- _Task instructions_:
A. Copy the Feminax leaflet text between "Feminax tablets contain" and "taking this medicine.", inclusive, word for word.
B. Continue the Feminax tablets leaflet from the point where it stops.

What are Feminax tablets used for?
Feminax tablets contain 250 mg of naproxen. This medicine is used to treat period pain
(also called menstrual pain or dysmenorrhoea)
• Naproxen belongs to a group of painkillers called Non-Steroidal Anti-inflammatory
Drugs (also called NSAIDs).
• Other medicines in this group include ibuprofen and aspirin.
• Swallow the tablets whole with a drink of water. Do not chew or crush them.
• Take the tablets with or after food.
• Only take the tablets for as long as you need them for the period pain. You may
not need to take the tablets all the time for all 3 days. If you still have pain after 3
days of treatment, talk to your doctor. Do not take the tablets for more than 3
days in any one period (cycle).
• If you see a doctor, pharmacist or nurse or go into hospital, tell them you are
taking this medicine.
• Overdose: If you (or someone else) takes too many tablets, go to the nearest
hospital casualty department or your doctor straight away
See our pain relief range
Like all medicines, these tablets can cause side effects, although not everybody gets
them. If you have any side effect, you should seek advice from your doctor, pharmacist
or other healthcare professional.
If any of the following happen to you, stop taking the tablets and tell a doctor,
pharmacist or nurse immediately:
• Sickness or being sick (possibly with blood), diarrhoea (sometimes with blood
and mucus), dark “tarry” stools.

- _Recorded information_:
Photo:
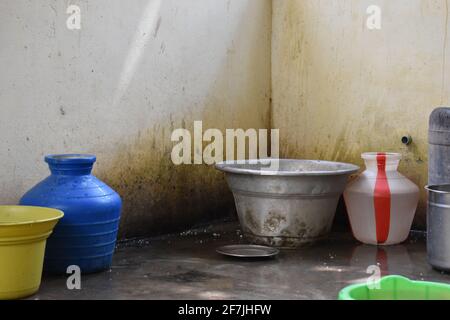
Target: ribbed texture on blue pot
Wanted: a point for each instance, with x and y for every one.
(87, 234)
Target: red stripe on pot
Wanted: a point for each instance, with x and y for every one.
(382, 201)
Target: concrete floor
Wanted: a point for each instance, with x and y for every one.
(186, 266)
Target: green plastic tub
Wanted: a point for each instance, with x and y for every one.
(397, 288)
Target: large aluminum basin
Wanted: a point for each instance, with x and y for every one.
(289, 206)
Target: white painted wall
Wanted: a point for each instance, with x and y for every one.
(340, 89)
(118, 87)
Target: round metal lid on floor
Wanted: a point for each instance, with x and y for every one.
(248, 251)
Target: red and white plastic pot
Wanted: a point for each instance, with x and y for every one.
(381, 202)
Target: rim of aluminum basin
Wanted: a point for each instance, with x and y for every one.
(287, 167)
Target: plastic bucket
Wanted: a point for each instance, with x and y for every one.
(23, 234)
(397, 288)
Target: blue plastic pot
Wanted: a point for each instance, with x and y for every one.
(87, 234)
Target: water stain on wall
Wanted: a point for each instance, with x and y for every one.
(340, 89)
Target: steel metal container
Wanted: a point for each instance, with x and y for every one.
(438, 225)
(286, 203)
(439, 147)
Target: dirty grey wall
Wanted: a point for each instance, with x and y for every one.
(340, 89)
(118, 87)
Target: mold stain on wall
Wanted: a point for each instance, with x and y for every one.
(340, 89)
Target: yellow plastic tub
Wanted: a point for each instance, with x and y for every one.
(23, 234)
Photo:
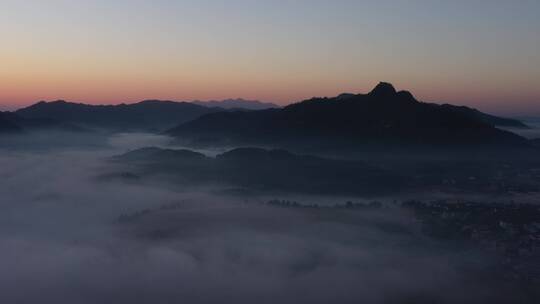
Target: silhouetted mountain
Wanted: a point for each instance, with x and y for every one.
(238, 103)
(381, 116)
(259, 169)
(145, 115)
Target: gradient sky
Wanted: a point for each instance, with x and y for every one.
(479, 53)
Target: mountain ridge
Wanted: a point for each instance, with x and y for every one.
(384, 115)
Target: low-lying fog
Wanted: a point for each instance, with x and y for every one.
(68, 237)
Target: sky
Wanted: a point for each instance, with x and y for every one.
(483, 54)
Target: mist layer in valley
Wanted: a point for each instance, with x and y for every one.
(82, 222)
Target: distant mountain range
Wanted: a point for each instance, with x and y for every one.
(238, 103)
(381, 116)
(148, 115)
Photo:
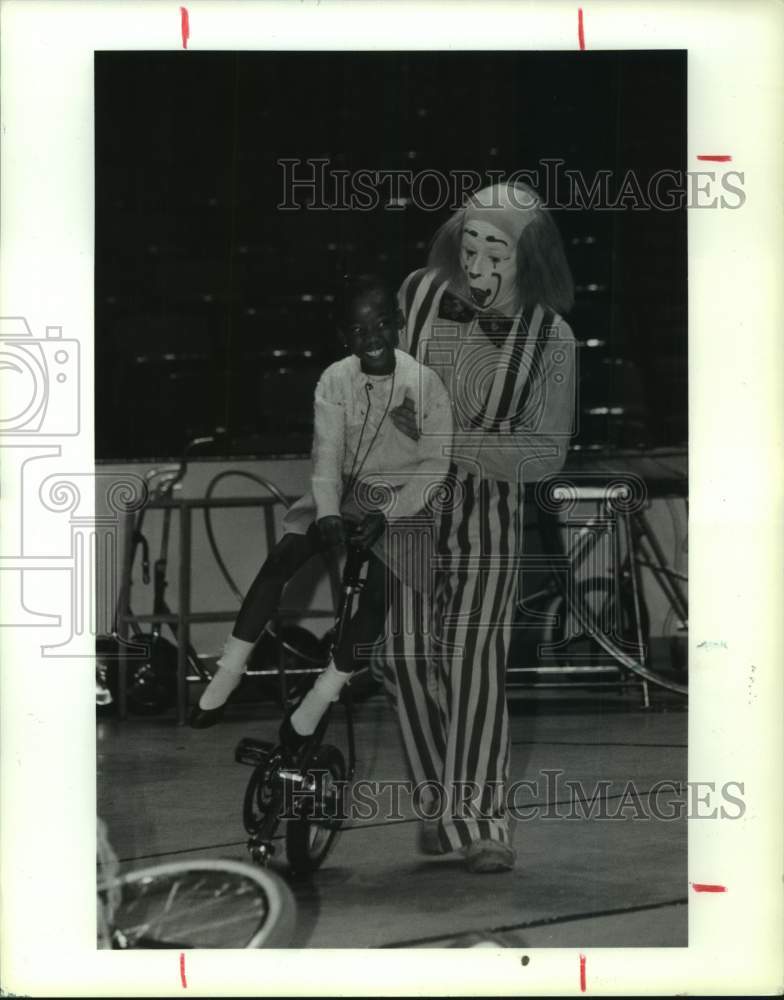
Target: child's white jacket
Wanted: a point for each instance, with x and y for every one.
(355, 440)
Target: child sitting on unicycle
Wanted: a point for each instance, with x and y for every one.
(359, 453)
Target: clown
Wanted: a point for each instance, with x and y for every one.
(486, 316)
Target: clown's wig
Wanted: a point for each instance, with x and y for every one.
(543, 274)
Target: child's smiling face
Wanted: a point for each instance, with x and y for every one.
(370, 327)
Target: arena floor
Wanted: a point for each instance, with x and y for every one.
(617, 880)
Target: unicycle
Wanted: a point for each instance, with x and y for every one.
(308, 791)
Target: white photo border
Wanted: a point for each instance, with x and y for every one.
(736, 329)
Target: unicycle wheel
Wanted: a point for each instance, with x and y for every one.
(260, 795)
(319, 812)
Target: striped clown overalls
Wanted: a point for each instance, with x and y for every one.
(445, 655)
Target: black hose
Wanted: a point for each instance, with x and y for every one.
(270, 487)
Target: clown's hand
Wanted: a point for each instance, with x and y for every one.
(331, 530)
(404, 417)
(369, 530)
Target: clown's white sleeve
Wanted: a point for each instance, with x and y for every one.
(328, 447)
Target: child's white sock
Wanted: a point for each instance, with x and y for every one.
(231, 667)
(327, 688)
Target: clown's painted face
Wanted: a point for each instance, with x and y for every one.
(487, 256)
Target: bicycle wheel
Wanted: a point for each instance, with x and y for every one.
(311, 834)
(620, 644)
(202, 904)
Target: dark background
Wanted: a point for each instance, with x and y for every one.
(210, 303)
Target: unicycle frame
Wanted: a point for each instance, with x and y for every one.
(277, 777)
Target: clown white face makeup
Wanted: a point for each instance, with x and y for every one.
(487, 256)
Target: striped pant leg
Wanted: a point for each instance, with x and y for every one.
(475, 620)
(445, 672)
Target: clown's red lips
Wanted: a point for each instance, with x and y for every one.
(480, 295)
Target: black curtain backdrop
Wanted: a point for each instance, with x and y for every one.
(212, 304)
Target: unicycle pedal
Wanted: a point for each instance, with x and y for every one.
(254, 753)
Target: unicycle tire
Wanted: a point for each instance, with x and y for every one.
(260, 796)
(311, 833)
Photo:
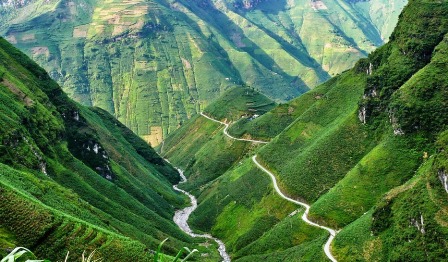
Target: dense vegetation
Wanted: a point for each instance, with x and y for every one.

- _Per-task answers_:
A.
Feminax tablets contain 250 mg of naproxen. This medicine is used to treat period pain
(also called menstrual pain or dysmenorrhoea)
• Naproxen belongs to a group of painkillers called Non-Steroidal Anti-inflammatory
Drugs (also called NSAIDs).
• Other medicines in this group include ibuprofen and aspirin.
• Swallow the tablets whole with a drink of water. Do not chew or crush them.
• Take the tablets with or after food.
• Only take the tablets for as long as you need them for the period pain. You may
not need to take the tablets all the time for all 3 days. If you still have pain after 3
days of treatment, talk to your doctor. Do not take the tablets for more than 3
days in any one period (cycle).
• If you see a doctor, pharmacist or nurse or go into hospital, tell them you are
taking this medicine.

B.
• Stomach pain, indigestion, stomach ulcers and bleeding in the stomach.
• Worsening of stomach problems (ulcerative colitis or Crohn’s disease).
• Sore mouth or unusual painful mouth ulcers.
• Allergic reactions like asthma, wheezing or difficulty breathing. This may be severe.
• Blood in the urine, more or less urine than normal or cloudy urine. Pain around
the kidneys (lower side of your back).
• Severe blisters and bleeding of the skin, nose and mouth (Stevens-Johnson syndrome)
• Skin problems including rashes, itching, nettle rash or a bruise-like rash. There may
also be blistering and flaking of the skin.
• Swelling of the face, lips, tongue and throat (causing difficulty swallowing or breathing).
• Jaundice (yellowing of the skin or whites of the eyes), and/or pale coloured
stools and dark urine.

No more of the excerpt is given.